=== Exercise inputs ===

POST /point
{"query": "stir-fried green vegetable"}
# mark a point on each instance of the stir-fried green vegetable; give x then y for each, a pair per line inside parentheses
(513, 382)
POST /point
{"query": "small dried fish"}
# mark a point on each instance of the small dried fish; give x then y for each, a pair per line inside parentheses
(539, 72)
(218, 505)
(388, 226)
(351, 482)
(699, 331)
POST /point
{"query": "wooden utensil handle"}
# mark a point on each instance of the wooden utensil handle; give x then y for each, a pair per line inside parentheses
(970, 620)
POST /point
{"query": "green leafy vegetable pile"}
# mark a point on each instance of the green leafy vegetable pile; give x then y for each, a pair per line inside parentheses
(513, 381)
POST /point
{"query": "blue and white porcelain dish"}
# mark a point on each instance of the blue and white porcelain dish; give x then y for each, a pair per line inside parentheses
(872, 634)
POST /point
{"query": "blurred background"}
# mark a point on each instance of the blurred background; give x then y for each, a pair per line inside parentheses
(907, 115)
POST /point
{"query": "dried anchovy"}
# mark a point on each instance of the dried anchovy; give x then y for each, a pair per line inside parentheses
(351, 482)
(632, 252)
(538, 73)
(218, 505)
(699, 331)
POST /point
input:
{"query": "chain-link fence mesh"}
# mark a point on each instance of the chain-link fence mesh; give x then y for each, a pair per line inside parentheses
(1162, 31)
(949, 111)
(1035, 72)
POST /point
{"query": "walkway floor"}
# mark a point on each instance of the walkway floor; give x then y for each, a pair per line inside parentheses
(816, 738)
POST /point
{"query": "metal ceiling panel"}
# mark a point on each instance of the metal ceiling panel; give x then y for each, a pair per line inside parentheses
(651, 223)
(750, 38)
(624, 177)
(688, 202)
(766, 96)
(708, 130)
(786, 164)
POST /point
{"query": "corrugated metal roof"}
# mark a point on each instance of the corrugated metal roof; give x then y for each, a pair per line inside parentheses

===

To be done: Gather every line in the items that contains the word "wooden". Case counts.

Response below:
{"query": "wooden utensil handle"}
# mark a point on each instance of the wooden utensil handle; give x then y for each, a pair per line inside parentheses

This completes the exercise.